I recently saw this recipe for Thai Crab and Watermelon Salad on The Cilantropist’s blog which turns out was actually a guest post by Joylicious. Whew! I am getting tired trying to convey the origins of this salad, but I definitely want to give credit where credit is due here.
Crab and watermelon….watermelon and crab. These thoughts kept rolling around in my head while I tried to decide if I would actually like two of my favorite ingredients together. Here in the Puget Sound, we have ready access to the best crab available…Dungess just about anytime we want it. As a matter of fact, just down the street from my office there is a seafood guy who sets up shop this time of year with local, fresh seafood. The best part? He does it right in front of the produce stand!! Bonus for me.
Yesterday, after mulling this salad over all day, I finally decided to give it a try. My husband is funny about food. When we were first married, he wouldn’t touch seafood and was a pretty picky eater. Over the years, he palate has expanded far past my wildest hopes, but sometimes I still have to “surprise” him with certain foods. If he has a chance to think about it, he might decide he won’t like it before he gives it a try and I knew this was going to be one of those dishes.

━━━━━━━━━━━━━━━━━━━━━━━━━━━━━━

- REQUIREMENT -
Can you reproduce the part of the crab and watermelon salad text between "I recently saw" and "is due here.", inclusive?

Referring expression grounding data
━━━━━━━━━━━━━━━━━━━━━━━━━━━━━━

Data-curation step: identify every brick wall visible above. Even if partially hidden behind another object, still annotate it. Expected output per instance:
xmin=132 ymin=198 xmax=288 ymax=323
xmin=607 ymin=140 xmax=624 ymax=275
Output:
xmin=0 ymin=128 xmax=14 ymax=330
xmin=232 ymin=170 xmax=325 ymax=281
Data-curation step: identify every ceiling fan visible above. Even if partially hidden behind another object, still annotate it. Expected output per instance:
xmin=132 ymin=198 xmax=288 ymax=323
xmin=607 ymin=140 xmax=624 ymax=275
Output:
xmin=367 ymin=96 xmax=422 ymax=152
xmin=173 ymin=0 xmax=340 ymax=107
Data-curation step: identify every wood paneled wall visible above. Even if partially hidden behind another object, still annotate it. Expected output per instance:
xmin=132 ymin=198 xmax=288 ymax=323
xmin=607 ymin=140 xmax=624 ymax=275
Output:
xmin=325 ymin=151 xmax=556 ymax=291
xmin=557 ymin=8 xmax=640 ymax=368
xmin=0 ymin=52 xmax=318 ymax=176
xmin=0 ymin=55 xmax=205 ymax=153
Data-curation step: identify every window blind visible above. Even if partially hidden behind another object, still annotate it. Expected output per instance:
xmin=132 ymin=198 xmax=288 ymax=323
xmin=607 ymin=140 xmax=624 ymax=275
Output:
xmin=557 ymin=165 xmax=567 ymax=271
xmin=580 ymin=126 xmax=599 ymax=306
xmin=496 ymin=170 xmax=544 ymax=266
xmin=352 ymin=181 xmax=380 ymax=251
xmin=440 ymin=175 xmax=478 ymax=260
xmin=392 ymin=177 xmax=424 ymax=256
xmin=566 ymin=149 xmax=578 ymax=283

━━━━━━━━━━━━━━━━━━━━━━━━━━━━━━

- SOLUTION TO THE EXERCISE -
I recently saw this recipe for Thai Crab and Watermelon Salad on The Cilantropist’s blog which turns out was actually a guest post by Joylicious. Whew! I am getting tired trying to convey the origins of this salad, but I definitely want to give credit where credit is due here.